# [WHAT YOU NEED TO DO]
Render each line of the entries below as a JSON list of strings, one string per line, and leave out the blank lines.

# [RAW DATA]
----

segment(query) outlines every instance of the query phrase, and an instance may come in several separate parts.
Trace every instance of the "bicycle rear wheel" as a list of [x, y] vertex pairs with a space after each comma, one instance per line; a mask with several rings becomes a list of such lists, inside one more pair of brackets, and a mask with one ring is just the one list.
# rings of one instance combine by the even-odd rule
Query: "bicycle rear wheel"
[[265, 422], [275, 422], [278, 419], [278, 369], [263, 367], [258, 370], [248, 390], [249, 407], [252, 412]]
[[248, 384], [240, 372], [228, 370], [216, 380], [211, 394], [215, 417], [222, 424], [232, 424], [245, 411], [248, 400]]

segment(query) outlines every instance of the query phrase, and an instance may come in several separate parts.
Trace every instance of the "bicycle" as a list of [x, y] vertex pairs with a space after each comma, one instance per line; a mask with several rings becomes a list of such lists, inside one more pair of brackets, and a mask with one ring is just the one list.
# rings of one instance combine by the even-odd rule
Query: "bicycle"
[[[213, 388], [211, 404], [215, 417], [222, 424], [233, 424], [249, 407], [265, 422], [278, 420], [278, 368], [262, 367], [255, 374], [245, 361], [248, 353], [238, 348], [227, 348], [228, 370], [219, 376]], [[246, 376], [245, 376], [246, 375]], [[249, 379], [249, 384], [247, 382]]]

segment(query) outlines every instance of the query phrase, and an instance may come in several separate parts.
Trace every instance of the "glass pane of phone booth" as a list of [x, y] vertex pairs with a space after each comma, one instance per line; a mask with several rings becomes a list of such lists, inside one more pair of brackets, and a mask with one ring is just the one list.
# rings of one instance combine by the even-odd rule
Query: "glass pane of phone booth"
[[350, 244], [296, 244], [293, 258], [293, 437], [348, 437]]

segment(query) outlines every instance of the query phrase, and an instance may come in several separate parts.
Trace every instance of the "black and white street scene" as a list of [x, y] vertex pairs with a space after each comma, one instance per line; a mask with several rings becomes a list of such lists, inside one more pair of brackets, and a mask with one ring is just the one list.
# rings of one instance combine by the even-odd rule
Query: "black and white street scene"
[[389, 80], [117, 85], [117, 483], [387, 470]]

----

# [THE OUTPUT]
[
  "segment(query) outlines every instance of the query phrase, and an instance may come in several separate parts.",
  "Trace every instance of the \"bicycle rear wheel\" as a list of [x, y] vertex pairs with a space after each comma, one instance per line; a mask with several rings becomes a list of such lists, inside one more pair of brackets, and a mask with one ring is just the one list.",
  "# rings of one instance combine by the even-odd rule",
  "Query: \"bicycle rear wheel\"",
  "[[265, 422], [275, 422], [278, 419], [278, 369], [263, 367], [258, 370], [248, 390], [249, 407], [252, 412]]",
  "[[248, 384], [240, 372], [228, 370], [216, 380], [211, 394], [215, 417], [222, 424], [232, 424], [245, 411], [248, 400]]",
  "segment(query) outlines every instance of the query phrase, and an instance may come in several separate parts.",
  "Trace every instance of the \"bicycle\" as a list of [x, y] vertex pairs with a space after each comma, one instance per line; a mask with several rings becomes a list of such lists, inside one more pair of brackets, and a mask with one ring is just the one list.",
  "# rings of one instance combine by the even-odd rule",
  "Query: \"bicycle\"",
  "[[[213, 388], [211, 404], [215, 417], [222, 424], [233, 424], [249, 407], [265, 422], [278, 420], [278, 368], [262, 367], [255, 374], [245, 361], [248, 353], [238, 348], [227, 348], [228, 370], [219, 376]], [[246, 376], [245, 376], [246, 375]], [[249, 379], [249, 384], [247, 382]]]",
  "segment(query) outlines every instance of the query phrase, and an instance may come in several separate parts.",
  "Trace every instance of the \"glass pane of phone booth\" as a list of [x, y] vertex pairs with a space after each comma, one instance per line; a mask with several rings becomes a list of such lists, inside one more pair of brackets, and a mask with one ring is just the one list.",
  "# rings of one instance combine by the even-odd rule",
  "Query: \"glass pane of phone booth\"",
  "[[350, 244], [296, 244], [293, 258], [293, 437], [348, 437]]",
  "segment(query) outlines every instance of the query phrase, and an instance may come in several separate parts.",
  "Trace every instance of the \"black and white street scene\" as a list of [x, y] vertex pairs with a space after each comma, one instance per line; a mask with several rings becomes a list of such lists, inside one more pair of brackets, and a mask with one ring is just the one list.",
  "# rings of one instance combine by the even-odd rule",
  "Query: \"black and white street scene\"",
  "[[389, 80], [117, 85], [117, 483], [387, 470]]"
]